INPUT DATA
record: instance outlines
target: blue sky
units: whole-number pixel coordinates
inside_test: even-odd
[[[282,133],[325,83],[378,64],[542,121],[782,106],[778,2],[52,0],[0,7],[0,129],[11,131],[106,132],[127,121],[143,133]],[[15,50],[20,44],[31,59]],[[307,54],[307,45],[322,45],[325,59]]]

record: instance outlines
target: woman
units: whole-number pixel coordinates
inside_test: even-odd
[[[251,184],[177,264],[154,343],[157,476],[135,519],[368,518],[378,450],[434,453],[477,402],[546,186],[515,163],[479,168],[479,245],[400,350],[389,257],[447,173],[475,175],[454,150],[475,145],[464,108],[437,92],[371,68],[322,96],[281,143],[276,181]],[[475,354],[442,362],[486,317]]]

TASK BRIEF
Retype every line above without changing a single character.

RESULT OF THE EXERCISE
record: instance outlines
target: blue sky
units: whole-number pixel coordinates
inside_test: even-odd
[[[282,133],[325,83],[378,64],[542,121],[782,106],[778,2],[52,0],[0,7],[0,129],[11,131],[106,132],[127,121],[143,133]],[[15,50],[20,44],[31,59]],[[307,54],[307,45],[322,45],[325,59]]]

record: instance outlines
target: woman
units: whole-number pixel coordinates
inside_test: even-odd
[[[251,184],[177,264],[154,343],[157,476],[135,519],[368,518],[378,450],[434,453],[477,402],[546,186],[515,163],[479,168],[479,245],[400,350],[389,257],[447,173],[475,175],[454,150],[475,145],[464,108],[437,92],[371,68],[322,96],[281,143],[276,181]],[[475,354],[442,362],[486,317]]]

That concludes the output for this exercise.